**Excerpt provided**
Forget retirement, says outgoing CPLC CEO Pete Garcia
Pete Garcia leans back in a deep leather chair in his office on west Buckeye Road, shoes untied for comfort, dressed casually in a polo shirt, talking about his upcoming retirement, succession and how he hopes his new organization — among the country’s first Hispanic-run foundations — will change the way Latinos give to charitable causes.
Garcia – nicknamed “Big Dog” by his buddies for his stocky chassis and reputation for doggedly getting things done – isn’t exactly the stereotypic CEO wearing a $1,200 designer suit and a big smile on a business magazine cover.
Yet Garcia, born in a central Phoenix Latino barrio, is one of the country’s high profile CEOs. He earns an annual salary in the $250,000 range and heads the nation’s second-largest nonprofit, with an annual operating budget of $69 million and 900 employees statewide.
When he became head of Chicanos Por La Causa, Inc. in 1984, the small social service agency had an annual budget of $900,000.
Today CPLC operates offices in 14 of the 15 Arizona counties. “The organization has grown because there is such a need for the services that CPLC provides,” Garcia says.
Chicanos Por La Causa is ranked No. 2 in the nation in Hispanic Business magazine’s annual listing of the top 25 Hispanic non-profits. CPLC was the only organization in Arizona that qualified for a top 25 ranking.
CPLC was founded in 1969 by a group of Latino student activists that included Ronnie Lopez, Tommy Espinoza and others. The goal was to directly address racial discrimination against state Hispanics in education, housing, and jobs.
The agency provides a wide range of services, including social programs such as mental health care and domestic violence prevention. It offers charter schools, scholarships and other education programs in Arizona’s school districts. It is involved in real estate and housing, building affordable housing for seniors and families.
CPLC also focuses on economic development, including small business loans, a credit union, commercial development and work force training for adults and youth.
Garcia is so enmeshed in the growth and culture of CPLC that many ask, “What will CPLC look like without Pete?”
THE VICTORIA FOUNDATION
After 23 years, Garcia will step down from leading the agency in mid September.

**Data lines**
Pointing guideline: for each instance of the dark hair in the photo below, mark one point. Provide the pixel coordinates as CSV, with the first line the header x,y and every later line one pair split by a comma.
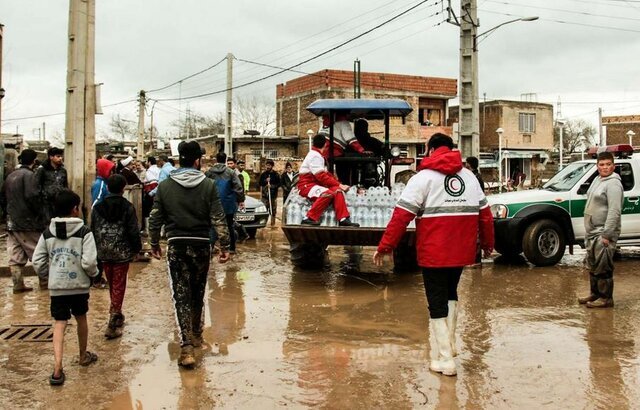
x,y
65,201
473,162
53,151
319,140
438,140
116,184
221,157
27,156
603,156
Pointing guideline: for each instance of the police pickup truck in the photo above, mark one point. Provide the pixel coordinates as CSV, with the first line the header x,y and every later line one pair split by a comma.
x,y
541,222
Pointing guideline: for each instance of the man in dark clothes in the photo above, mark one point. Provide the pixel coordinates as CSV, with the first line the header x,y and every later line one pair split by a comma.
x,y
50,179
269,184
187,203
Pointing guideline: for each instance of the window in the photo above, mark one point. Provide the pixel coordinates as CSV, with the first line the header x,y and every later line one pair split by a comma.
x,y
527,122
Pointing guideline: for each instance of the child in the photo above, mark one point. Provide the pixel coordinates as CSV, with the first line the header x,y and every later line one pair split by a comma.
x,y
117,234
66,253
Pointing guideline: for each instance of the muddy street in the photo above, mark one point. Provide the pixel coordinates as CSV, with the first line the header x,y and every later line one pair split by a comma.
x,y
276,337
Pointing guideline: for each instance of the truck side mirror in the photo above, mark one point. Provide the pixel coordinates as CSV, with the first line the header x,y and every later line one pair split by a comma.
x,y
583,188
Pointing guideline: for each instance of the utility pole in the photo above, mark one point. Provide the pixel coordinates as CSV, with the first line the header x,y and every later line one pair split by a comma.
x,y
141,104
80,129
469,142
228,143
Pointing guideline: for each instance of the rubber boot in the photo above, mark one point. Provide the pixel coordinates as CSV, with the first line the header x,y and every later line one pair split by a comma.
x,y
452,320
605,289
17,274
187,358
112,331
593,295
444,363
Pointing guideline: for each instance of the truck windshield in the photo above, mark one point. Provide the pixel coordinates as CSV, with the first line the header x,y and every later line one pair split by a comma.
x,y
568,177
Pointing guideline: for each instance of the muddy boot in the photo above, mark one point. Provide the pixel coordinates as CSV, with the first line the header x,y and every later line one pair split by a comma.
x,y
187,358
444,363
594,291
605,289
452,319
112,331
18,280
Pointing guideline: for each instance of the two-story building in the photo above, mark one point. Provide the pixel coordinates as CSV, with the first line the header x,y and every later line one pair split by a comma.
x,y
429,97
527,137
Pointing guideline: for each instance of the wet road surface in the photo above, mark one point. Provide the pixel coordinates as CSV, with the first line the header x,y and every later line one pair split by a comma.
x,y
281,337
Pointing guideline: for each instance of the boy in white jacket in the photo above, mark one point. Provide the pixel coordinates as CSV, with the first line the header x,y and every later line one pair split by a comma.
x,y
66,254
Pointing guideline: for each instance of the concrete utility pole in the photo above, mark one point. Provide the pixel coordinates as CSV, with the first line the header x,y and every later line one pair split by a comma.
x,y
80,129
141,104
469,105
228,126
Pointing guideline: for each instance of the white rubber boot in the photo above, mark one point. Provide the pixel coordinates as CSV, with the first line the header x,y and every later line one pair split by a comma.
x,y
452,320
444,364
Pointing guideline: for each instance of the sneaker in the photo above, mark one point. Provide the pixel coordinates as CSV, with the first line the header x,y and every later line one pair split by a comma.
x,y
347,222
309,221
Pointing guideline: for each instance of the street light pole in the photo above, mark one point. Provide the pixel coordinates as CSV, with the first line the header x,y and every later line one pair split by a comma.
x,y
500,131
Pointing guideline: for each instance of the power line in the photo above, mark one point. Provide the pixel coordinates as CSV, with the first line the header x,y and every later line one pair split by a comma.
x,y
305,61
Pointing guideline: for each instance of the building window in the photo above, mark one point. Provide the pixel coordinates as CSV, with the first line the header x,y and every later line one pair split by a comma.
x,y
527,122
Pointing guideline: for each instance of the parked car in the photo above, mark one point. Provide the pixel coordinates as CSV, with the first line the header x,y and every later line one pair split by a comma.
x,y
253,217
542,222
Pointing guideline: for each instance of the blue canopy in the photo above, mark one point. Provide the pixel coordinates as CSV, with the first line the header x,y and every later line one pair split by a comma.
x,y
370,109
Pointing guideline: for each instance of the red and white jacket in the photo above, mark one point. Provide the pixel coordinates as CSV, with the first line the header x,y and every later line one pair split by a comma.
x,y
450,209
313,174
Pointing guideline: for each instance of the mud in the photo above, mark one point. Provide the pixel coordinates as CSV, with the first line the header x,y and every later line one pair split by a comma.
x,y
340,338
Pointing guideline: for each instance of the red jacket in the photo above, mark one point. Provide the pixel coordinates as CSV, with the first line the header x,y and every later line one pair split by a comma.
x,y
450,210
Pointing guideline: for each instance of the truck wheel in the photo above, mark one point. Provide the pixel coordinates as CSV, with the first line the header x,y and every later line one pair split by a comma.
x,y
404,259
308,255
544,243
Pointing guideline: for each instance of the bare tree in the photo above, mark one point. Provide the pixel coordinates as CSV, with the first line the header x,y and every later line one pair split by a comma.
x,y
574,134
122,127
255,113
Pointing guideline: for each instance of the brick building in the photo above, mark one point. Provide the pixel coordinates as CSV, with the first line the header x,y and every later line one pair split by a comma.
x,y
428,96
526,141
618,126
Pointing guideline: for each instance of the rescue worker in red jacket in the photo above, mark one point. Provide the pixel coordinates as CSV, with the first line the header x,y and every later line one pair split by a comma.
x,y
450,209
321,187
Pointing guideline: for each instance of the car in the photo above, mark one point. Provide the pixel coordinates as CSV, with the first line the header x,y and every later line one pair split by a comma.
x,y
541,222
253,217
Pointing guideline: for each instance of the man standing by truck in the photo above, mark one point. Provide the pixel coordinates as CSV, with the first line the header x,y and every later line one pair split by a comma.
x,y
602,215
450,208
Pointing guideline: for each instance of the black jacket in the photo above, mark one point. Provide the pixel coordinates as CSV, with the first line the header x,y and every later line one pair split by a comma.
x,y
24,206
187,203
115,228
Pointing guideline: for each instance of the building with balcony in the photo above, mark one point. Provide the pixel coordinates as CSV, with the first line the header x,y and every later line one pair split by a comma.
x,y
429,97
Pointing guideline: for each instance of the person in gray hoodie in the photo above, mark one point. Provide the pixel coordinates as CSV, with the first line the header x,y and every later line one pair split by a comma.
x,y
66,254
602,215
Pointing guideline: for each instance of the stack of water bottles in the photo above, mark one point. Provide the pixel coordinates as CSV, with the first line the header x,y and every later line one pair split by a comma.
x,y
371,208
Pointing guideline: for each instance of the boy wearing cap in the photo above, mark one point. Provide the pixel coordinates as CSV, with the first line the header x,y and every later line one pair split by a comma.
x,y
187,223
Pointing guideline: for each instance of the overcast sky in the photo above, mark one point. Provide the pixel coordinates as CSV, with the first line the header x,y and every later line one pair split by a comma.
x,y
585,52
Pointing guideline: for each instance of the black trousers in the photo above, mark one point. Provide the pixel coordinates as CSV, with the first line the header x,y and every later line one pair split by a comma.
x,y
188,268
441,286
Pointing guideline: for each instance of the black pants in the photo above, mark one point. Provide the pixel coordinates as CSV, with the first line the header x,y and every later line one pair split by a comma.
x,y
441,286
188,268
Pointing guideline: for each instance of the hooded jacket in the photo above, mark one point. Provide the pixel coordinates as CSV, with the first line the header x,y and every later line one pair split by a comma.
x,y
115,228
229,187
99,190
449,207
602,213
187,203
66,253
23,202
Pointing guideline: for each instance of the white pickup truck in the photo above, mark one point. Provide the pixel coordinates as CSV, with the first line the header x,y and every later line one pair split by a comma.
x,y
542,222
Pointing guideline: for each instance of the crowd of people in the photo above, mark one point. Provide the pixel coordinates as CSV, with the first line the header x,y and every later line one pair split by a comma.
x,y
195,209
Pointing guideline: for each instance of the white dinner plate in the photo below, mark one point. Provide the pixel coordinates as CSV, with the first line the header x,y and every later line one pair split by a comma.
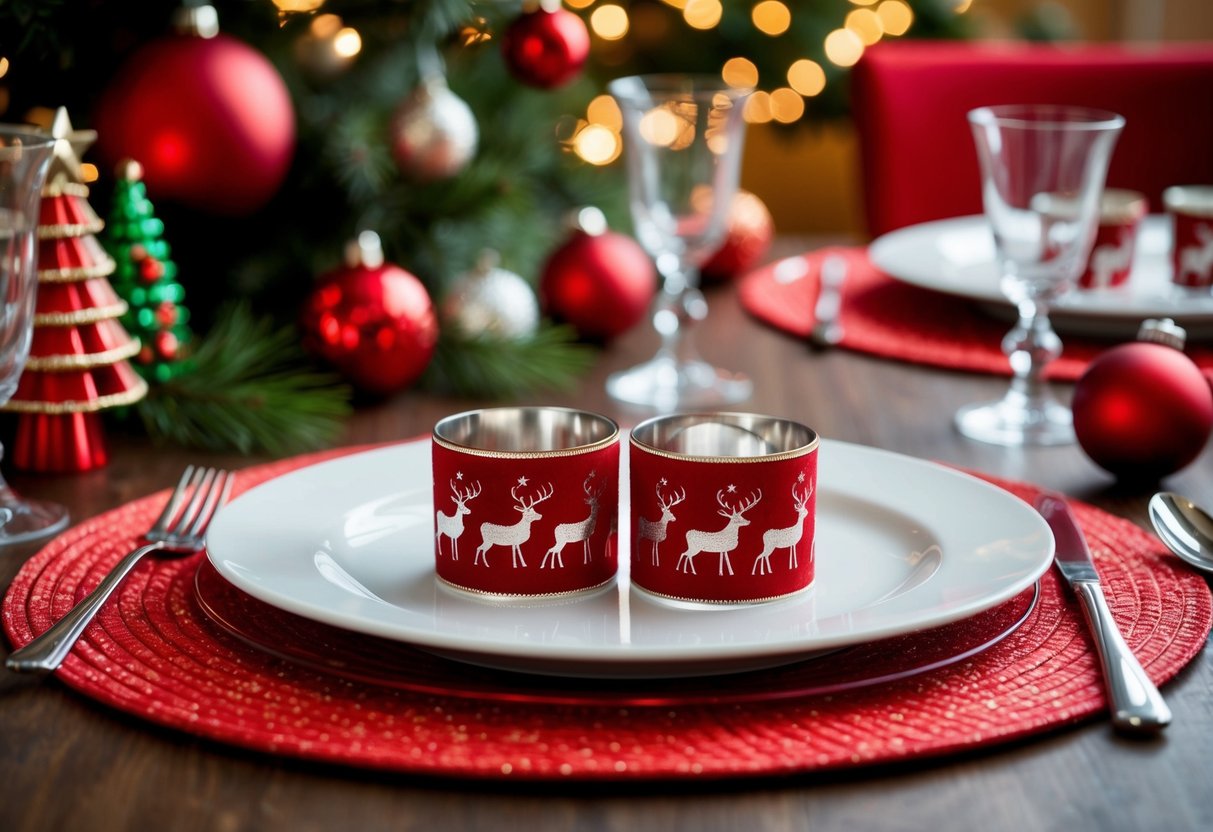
x,y
903,545
956,256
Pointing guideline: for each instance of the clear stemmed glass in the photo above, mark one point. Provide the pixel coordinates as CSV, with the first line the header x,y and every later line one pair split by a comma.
x,y
683,137
1042,175
23,163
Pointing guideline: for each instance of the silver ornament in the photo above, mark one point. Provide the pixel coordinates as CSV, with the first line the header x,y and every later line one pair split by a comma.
x,y
491,301
434,134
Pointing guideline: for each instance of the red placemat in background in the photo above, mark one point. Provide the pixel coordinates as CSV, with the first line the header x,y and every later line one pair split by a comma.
x,y
154,654
892,319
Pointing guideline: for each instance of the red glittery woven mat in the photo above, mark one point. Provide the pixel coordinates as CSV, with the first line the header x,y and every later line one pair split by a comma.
x,y
892,319
154,654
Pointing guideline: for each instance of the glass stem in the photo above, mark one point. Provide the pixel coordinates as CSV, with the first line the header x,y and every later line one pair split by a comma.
x,y
677,306
1030,346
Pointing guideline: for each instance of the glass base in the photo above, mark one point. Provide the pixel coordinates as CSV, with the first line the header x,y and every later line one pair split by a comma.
x,y
1011,421
24,520
668,385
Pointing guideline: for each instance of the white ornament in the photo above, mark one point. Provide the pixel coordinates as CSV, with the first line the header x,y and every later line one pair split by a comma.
x,y
491,301
434,134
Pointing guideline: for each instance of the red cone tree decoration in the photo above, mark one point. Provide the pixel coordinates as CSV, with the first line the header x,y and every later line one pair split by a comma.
x,y
78,359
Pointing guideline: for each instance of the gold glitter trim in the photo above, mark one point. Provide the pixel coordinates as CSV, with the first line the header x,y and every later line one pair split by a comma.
x,y
81,315
63,188
63,363
63,408
484,594
716,603
79,273
769,457
64,232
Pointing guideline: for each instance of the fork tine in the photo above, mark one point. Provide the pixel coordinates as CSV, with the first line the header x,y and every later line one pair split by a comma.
x,y
201,488
178,494
217,496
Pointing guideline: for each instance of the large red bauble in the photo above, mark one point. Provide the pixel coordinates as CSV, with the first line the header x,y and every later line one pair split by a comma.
x,y
546,49
376,325
599,283
209,118
746,239
1143,410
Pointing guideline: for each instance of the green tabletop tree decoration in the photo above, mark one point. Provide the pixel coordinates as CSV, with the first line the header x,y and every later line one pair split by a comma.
x,y
146,277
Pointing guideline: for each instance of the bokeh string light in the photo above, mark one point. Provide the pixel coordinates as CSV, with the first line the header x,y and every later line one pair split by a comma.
x,y
597,137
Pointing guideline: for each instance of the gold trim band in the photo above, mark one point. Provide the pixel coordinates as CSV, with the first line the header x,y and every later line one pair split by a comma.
x,y
81,315
64,363
63,408
80,273
484,594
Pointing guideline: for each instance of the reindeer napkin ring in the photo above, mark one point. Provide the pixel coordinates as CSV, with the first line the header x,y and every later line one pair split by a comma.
x,y
723,507
525,501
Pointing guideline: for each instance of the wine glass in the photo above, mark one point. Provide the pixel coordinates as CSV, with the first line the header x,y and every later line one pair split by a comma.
x,y
683,137
1042,176
23,161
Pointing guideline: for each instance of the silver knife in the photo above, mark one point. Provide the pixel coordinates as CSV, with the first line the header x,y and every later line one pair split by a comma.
x,y
1137,705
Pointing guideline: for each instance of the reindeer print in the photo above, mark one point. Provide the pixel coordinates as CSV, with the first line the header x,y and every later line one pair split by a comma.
x,y
787,537
451,525
723,541
512,535
655,530
576,533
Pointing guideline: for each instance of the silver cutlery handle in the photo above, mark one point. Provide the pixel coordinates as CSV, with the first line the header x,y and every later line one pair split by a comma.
x,y
49,650
1137,705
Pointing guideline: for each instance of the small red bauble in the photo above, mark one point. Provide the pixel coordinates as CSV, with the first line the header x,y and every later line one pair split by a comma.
x,y
601,283
209,118
1143,410
746,239
546,49
372,320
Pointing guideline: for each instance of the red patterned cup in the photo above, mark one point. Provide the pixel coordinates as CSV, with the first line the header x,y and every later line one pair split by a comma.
x,y
723,507
1111,258
1191,216
525,501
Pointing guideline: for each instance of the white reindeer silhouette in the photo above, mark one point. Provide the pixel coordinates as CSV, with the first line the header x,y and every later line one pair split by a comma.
x,y
723,541
1108,260
785,539
574,533
451,525
1196,260
512,535
655,530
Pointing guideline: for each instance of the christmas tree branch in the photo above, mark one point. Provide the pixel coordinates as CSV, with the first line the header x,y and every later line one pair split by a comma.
x,y
501,369
250,391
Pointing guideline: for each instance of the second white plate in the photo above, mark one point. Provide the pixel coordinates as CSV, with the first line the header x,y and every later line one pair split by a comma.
x,y
903,545
956,256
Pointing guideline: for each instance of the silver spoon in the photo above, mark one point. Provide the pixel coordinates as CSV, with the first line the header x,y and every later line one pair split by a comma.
x,y
1185,528
827,330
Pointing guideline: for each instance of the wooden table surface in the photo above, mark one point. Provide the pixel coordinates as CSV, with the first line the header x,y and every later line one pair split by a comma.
x,y
67,763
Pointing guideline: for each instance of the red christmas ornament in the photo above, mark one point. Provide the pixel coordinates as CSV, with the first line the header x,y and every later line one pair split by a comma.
x,y
599,281
746,239
546,47
371,320
1144,410
209,118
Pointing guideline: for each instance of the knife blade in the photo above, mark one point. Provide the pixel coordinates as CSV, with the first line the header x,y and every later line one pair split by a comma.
x,y
1137,705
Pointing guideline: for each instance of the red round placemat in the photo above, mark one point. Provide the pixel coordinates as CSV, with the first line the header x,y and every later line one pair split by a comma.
x,y
153,653
892,319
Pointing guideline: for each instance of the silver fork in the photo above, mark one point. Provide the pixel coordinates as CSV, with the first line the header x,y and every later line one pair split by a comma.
x,y
176,533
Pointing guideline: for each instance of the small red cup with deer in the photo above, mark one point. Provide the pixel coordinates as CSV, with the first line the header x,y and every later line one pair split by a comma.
x,y
525,501
723,507
1191,217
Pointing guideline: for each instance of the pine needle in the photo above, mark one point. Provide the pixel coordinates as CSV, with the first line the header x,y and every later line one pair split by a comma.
x,y
251,391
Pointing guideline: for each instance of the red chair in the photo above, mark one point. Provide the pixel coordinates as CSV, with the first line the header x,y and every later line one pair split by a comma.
x,y
909,102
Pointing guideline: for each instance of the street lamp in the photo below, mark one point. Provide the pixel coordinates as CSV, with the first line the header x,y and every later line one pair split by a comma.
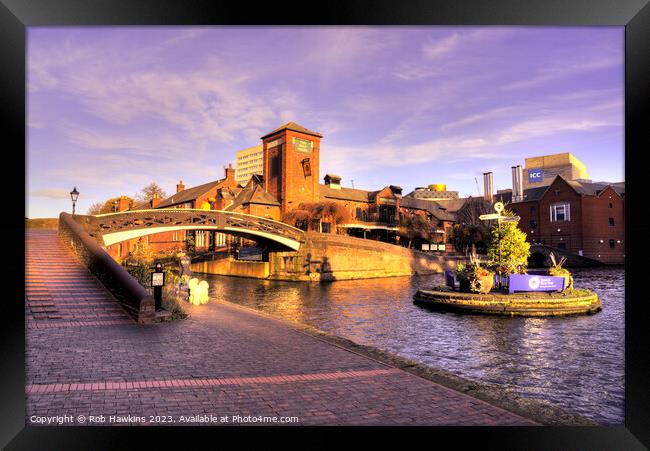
x,y
74,195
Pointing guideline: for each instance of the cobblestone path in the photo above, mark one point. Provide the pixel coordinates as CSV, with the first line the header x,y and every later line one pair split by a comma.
x,y
85,357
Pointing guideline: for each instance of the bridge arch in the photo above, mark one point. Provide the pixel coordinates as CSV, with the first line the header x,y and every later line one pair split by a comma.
x,y
113,228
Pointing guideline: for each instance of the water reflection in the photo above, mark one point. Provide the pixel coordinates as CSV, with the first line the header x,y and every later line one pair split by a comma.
x,y
574,362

**Aim of the exercise**
Write out the passage from the Pete Garcia article above, between "Yet Garcia, born" and "top 25 ranking.", inclusive.

**Completed exercise**
Yet Garcia, born in a central Phoenix Latino barrio, is one of the country’s high profile CEOs. He earns an annual salary in the $250,000 range and heads the nation’s second-largest nonprofit, with an annual operating budget of $69 million and 900 employees statewide.
When he became head of Chicanos Por La Causa, Inc. in 1984, the small social service agency had an annual budget of $900,000.
Today CPLC operates offices in 14 of the 15 Arizona counties. “The organization has grown because there is such a need for the services that CPLC provides,” Garcia says.
Chicanos Por La Causa is ranked No. 2 in the nation in Hispanic Business magazine’s annual listing of the top 25 Hispanic non-profits. CPLC was the only organization in Arizona that qualified for a top 25 ranking.